Convert the records from the line with "In this picture, where can the trimmed" through the end of the records into a two-column CSV with the headers text and answer. Give one row per item, put each field in double quotes, and replace every line break inside a field with a space.

+-------+

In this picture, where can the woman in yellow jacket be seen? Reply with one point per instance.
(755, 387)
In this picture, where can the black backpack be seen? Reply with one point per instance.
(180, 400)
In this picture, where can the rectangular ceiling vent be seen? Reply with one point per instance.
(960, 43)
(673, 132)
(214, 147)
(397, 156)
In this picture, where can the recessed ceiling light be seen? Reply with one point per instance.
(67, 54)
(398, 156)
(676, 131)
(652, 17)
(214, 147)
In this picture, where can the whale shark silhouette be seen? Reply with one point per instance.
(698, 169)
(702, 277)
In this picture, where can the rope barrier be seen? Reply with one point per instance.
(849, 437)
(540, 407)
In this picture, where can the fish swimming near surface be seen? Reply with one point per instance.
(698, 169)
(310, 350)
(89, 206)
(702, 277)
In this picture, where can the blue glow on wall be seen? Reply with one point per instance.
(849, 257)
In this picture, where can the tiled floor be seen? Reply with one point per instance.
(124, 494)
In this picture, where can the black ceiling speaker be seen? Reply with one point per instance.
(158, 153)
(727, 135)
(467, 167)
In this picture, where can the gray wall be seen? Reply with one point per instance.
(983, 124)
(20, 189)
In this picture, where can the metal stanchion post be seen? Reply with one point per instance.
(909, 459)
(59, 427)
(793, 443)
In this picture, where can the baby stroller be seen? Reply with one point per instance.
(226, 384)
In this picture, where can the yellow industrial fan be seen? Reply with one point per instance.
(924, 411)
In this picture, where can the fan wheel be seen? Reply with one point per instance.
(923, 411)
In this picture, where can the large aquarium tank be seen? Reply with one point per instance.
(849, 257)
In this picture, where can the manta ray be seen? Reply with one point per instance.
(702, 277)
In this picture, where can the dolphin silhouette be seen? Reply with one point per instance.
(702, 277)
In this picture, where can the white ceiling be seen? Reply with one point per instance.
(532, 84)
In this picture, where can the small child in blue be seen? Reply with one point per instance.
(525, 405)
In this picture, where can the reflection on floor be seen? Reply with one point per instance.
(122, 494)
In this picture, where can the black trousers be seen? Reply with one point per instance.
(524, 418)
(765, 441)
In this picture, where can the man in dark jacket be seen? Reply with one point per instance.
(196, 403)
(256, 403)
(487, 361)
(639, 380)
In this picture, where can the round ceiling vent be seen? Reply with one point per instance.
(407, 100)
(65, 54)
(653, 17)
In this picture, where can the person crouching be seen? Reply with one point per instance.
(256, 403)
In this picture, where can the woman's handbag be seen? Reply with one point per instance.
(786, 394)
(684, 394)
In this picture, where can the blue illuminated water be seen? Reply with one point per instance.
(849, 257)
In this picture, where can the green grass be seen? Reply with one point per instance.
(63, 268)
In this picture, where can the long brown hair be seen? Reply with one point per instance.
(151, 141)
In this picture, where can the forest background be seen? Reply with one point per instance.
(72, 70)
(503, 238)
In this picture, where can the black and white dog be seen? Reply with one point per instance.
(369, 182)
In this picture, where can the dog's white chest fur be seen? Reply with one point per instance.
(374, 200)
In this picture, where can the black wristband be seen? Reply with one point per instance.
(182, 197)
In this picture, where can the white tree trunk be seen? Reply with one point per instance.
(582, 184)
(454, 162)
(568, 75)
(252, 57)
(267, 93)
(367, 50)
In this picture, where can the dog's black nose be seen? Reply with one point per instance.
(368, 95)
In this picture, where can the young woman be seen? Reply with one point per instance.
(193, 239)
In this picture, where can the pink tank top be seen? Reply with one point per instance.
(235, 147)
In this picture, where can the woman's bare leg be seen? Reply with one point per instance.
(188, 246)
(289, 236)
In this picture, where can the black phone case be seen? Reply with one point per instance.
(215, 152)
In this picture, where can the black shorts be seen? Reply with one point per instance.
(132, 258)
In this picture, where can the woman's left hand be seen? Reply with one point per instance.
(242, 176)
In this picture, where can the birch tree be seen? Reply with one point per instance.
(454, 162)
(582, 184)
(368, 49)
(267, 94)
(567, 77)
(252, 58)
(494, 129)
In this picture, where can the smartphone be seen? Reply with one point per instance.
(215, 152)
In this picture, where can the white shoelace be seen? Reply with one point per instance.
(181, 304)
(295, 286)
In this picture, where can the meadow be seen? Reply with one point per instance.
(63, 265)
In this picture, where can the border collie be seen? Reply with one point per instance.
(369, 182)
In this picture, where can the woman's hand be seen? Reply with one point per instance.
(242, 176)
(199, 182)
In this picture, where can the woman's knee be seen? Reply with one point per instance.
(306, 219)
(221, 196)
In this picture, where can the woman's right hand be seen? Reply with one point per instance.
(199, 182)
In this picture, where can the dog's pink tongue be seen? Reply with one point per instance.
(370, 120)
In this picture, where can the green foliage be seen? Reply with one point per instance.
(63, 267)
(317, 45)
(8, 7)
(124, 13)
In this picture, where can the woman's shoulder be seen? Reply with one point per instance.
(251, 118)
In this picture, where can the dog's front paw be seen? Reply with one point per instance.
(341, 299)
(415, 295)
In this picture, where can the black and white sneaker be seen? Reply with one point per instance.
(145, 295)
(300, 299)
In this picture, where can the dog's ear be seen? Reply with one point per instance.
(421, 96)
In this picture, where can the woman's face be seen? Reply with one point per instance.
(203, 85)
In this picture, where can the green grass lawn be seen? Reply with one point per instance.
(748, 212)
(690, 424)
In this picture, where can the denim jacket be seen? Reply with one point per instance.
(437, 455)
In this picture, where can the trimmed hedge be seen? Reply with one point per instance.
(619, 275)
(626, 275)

+-------+

### [Exercise response]
text,answer
"In this picture, where can the trimmed hedge be seen? Reply with one point per instance.","(619, 275) (626, 275)"